» **Document segment**:
────────────────────────────────────────

Sigert O. Patursson (October 15, 1869 – September 17, 1931) was a Faroese explorer.

Patursson was born in Kirkjubøur, the son of Poul Peder Pedersen (a.k.a. Páll Patursson), a holder of publicly owned land (kongsbóndi), and Ellen Cathrine (née Djonesen). His siblings Helena, Jóannes, Sverri, Gazet and Petur were all prominent figures in Faroese society. The siblings were home schooled by Joen Hans Jacob Petersen, the brother of Fríðrikur Petersen.

In 1889, at the age of 20, Sigert Patursson traveled to western Siberia and the Kara Sea. The journey lasted six years, and when he returned to the Faroe Islands he wrote the book Sibirien i vore Dage (Siberia Today). The book was published in 12 fascicles from 1900 to 1901, and then combined into a single book with the same title in 1901. In addition to the journey itself, the book focuses on the culture that he discovered there. Among other things, he described a local peasant wedding. A Faroese translation of the book by Sigrið av Skarði Joensen was published in 1994. Patursson also traveled to many other lands, including Mongolia and Egypt, which was very unusual for a Faeroese at that time.

────────────────────────────────────────

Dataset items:
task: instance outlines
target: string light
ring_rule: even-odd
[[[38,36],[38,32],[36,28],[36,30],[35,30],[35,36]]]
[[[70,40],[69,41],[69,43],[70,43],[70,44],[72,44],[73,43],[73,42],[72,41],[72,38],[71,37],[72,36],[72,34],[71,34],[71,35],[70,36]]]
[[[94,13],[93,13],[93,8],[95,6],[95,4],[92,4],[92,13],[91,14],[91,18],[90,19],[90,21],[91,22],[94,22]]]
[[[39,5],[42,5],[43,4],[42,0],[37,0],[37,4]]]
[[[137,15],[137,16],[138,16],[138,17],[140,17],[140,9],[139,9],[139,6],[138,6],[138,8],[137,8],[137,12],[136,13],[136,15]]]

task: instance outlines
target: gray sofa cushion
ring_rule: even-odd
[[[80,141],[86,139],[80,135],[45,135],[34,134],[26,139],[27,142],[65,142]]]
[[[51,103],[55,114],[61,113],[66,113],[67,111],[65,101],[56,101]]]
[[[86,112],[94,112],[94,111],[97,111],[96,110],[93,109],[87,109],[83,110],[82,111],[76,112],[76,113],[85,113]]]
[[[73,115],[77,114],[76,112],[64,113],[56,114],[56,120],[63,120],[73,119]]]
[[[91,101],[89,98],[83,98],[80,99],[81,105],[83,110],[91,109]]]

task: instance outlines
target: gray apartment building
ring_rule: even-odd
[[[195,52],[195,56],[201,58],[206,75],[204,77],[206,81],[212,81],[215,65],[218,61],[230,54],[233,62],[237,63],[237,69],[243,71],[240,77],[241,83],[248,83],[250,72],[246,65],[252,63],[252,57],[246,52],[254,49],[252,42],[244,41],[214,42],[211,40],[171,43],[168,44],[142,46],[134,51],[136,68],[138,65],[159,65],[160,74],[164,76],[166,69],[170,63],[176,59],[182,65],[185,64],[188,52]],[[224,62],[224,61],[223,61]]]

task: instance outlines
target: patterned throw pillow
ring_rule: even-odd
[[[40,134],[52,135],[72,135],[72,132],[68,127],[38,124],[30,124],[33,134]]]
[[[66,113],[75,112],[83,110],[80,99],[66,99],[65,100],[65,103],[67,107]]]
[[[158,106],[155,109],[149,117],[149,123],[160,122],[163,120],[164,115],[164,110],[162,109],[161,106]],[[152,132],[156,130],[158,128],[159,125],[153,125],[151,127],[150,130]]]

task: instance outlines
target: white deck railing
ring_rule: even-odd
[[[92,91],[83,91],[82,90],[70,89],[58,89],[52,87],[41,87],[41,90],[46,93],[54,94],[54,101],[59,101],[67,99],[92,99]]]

────────────────────────────────────────

» **Required tasks**:
A – According to the Patursson biography, who translated Sibirien i vore Dage into Faroese?
B – Extend the Patursson biography, picking up right after its final sentence.
This listing is separate material, unrelated to the Patursson biography.

» **Exercise responses**:
A – Sigrið av Skarði Joensen

B –
== Later travels in Persia and the Caucasus ==
Around 1917, Patursson traveled extensively in Persia and Russia. He eventually arrived in Baku, then part of the Russian Caucasus, where he came to the attention of the Danish consul Erik Biering. According to Biering's memoirs, Patursson appeared without a hat or passport, wearing a short blue jacket with yellow buttons and short white trousers, and was initially detained by local police before being brought to the Danish consulate. Though penniless, he had ambitious plans to establish an ornithological museum in Kislovodsk and claimed to have received 300 rubles from the chancellery of Empress Maria Feodorovna in St. Petersburg — funding he had obtained through his brother Jóannes's political connections in Denmark. After a period in Baku, he traveled to Kislovodsk to pursue his museum project, but was eventually expelled from the Caucasus by authorities following complaints about his behavior.

Sigert Patursson also wrote several works in support of Faroese independence. He also called for an independent and more varied Faroese economy, envisioning reforestation, seaweed export, coal mining, a textile industry, mills for wool-spinning, and hydropower. Patursson was broadly ridiculed at the time for these suggestions, with newspaper headlines such as "Is manden rigtig klog?" (Is the Man Crazy?). However, his vision was also praised by some.